*** Data for the task ***

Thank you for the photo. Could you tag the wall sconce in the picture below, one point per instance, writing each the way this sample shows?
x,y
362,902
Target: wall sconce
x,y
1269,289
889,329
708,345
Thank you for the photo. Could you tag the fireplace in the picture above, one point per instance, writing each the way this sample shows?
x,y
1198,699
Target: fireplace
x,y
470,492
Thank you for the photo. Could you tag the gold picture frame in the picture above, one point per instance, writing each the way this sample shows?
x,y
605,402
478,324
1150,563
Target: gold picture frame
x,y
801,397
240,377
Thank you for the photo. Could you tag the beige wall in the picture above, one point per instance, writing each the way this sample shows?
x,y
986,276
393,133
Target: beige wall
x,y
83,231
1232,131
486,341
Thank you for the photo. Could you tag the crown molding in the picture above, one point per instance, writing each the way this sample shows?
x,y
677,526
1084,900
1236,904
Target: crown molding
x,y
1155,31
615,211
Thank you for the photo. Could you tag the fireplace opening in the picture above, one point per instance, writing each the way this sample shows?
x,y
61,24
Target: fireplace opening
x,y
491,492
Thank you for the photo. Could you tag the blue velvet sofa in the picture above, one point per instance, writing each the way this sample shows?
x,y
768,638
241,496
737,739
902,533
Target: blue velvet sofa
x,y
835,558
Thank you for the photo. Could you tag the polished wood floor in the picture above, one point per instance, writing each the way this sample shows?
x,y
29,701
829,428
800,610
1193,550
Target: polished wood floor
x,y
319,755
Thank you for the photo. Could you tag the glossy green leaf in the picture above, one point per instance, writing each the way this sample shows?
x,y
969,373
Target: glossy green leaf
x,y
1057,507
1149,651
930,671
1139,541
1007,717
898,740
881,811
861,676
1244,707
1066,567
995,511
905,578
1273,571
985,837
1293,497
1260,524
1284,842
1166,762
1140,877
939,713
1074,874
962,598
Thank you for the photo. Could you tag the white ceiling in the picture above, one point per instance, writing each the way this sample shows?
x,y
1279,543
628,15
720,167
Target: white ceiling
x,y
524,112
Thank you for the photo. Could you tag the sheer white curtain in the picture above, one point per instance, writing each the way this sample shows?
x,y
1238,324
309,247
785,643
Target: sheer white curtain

*** End of Data for the task ***

● **Work required**:
Give the count of lines in the records that contain "curtain", and no other text.

● **Output of the exercise**:
2